TRY IT:
Please make an exact copy of the lines from the one holding "Task: locate the ocean" through the end of the data, both ends included, with no pictures.

DATASET RECORDS:

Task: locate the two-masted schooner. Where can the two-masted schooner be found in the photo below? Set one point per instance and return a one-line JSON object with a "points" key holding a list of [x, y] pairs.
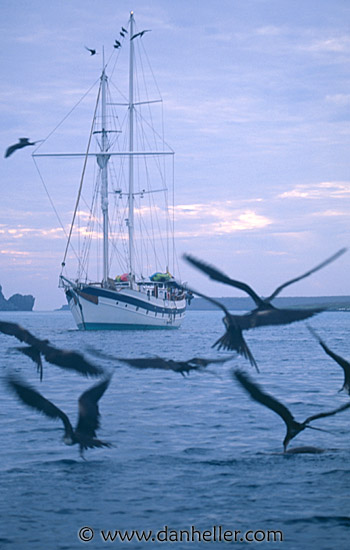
{"points": [[131, 156]]}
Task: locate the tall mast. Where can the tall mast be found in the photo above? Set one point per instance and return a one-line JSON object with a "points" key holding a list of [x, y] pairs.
{"points": [[102, 162], [131, 157]]}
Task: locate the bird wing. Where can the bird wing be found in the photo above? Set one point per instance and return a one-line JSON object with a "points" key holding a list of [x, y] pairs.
{"points": [[258, 395], [329, 413], [146, 362], [88, 419], [320, 266], [340, 360], [11, 149], [23, 335], [202, 362], [34, 399], [217, 275]]}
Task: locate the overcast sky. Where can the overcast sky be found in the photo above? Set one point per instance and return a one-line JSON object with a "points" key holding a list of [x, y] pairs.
{"points": [[257, 109]]}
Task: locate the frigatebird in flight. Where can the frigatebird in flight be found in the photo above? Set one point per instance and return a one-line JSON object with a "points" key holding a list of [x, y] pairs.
{"points": [[293, 427], [265, 313], [23, 142], [183, 367], [84, 434], [343, 363], [233, 339], [36, 348]]}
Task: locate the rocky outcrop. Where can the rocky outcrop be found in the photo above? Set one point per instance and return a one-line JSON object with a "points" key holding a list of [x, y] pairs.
{"points": [[17, 302]]}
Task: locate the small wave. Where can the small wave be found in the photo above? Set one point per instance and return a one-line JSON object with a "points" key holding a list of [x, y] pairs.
{"points": [[338, 520]]}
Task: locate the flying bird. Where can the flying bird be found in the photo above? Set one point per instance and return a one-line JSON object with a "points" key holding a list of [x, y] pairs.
{"points": [[343, 363], [23, 142], [84, 434], [232, 339], [36, 348], [140, 34], [265, 313], [92, 52], [293, 427], [183, 367]]}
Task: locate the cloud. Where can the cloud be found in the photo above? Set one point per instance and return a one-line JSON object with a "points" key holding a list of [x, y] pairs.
{"points": [[333, 44], [336, 190]]}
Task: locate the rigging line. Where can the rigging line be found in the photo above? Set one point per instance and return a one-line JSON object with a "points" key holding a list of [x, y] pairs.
{"points": [[65, 118], [52, 204], [82, 178]]}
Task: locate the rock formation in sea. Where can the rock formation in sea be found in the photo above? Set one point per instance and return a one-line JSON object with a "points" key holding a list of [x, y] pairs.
{"points": [[17, 302]]}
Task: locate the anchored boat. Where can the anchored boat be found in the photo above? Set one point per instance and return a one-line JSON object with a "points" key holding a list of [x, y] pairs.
{"points": [[132, 232]]}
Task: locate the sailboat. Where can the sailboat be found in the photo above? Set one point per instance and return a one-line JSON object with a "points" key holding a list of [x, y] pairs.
{"points": [[129, 298]]}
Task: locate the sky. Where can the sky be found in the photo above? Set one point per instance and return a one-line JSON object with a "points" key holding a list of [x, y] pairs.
{"points": [[257, 108]]}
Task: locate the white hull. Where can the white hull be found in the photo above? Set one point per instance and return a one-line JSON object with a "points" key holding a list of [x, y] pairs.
{"points": [[94, 308]]}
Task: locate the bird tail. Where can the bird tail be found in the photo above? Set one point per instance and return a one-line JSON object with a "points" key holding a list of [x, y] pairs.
{"points": [[319, 429], [233, 340]]}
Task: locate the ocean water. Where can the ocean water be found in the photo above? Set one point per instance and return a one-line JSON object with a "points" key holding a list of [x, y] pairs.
{"points": [[192, 457]]}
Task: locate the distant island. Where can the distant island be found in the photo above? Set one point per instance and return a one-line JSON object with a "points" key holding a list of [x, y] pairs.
{"points": [[331, 303], [17, 302]]}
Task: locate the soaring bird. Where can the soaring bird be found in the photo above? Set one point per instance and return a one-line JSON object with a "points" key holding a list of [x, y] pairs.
{"points": [[233, 339], [293, 427], [183, 367], [140, 34], [37, 348], [343, 363], [23, 142], [92, 52], [265, 313], [84, 433]]}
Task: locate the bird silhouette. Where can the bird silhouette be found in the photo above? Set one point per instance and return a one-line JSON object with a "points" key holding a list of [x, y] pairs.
{"points": [[343, 363], [183, 367], [232, 339], [36, 348], [23, 142], [84, 434], [92, 52], [265, 313], [140, 34], [293, 427], [262, 303]]}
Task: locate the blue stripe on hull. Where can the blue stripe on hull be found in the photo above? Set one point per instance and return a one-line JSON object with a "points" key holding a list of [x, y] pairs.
{"points": [[120, 297], [112, 326]]}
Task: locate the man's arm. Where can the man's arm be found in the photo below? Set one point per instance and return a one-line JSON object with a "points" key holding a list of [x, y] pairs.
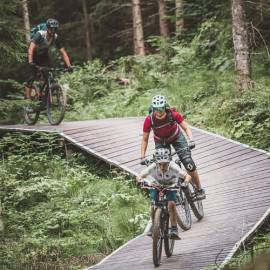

RESPONSE TO THE TASK:
Task: locate the ocean water. Where can the ocean water be found in the photo above? Set one point per instance and return a one-line JSON object with a "points" key holding a list of [x, y] pairs.
{"points": [[192, 457]]}
Task: locate the distant island. Where can the distant island be found in the photo above? Set one point per instance and return a one-line JSON object with a "points" key holding a list of [x, y] pairs.
{"points": [[331, 303], [17, 302]]}
Task: locate the soaring bird. Where can the soaring bird be found in the photo above? Set one point per instance and return a one-line JSON object with a "points" key holding a list of [x, y] pairs.
{"points": [[233, 339], [293, 427], [183, 367], [140, 34], [37, 348], [343, 363], [23, 142], [92, 52], [265, 313], [84, 433]]}
Task: locate the bird silhouette. Where can the bird silhouette be found in the photo above? Set one point per instance and return a one-line JSON object with a "points" key holding a list of [x, y] pairs.
{"points": [[343, 363], [183, 367], [232, 339], [36, 348], [23, 142], [84, 434], [92, 52], [265, 313], [140, 34], [293, 427], [262, 303]]}
Task: locate the blue stripe on hull. Where can the blue stripe on hull be found in the photo above? Set one point per instance and return a one-line JSON object with a "points" key holding a list of [x, y] pairs.
{"points": [[120, 297], [112, 326]]}
Task: locate the man's arm. Where can the man's arm be found in the photo below? Set one point per instance and return a one-line JSON object with a "points" key holding a list of [x, y] pairs.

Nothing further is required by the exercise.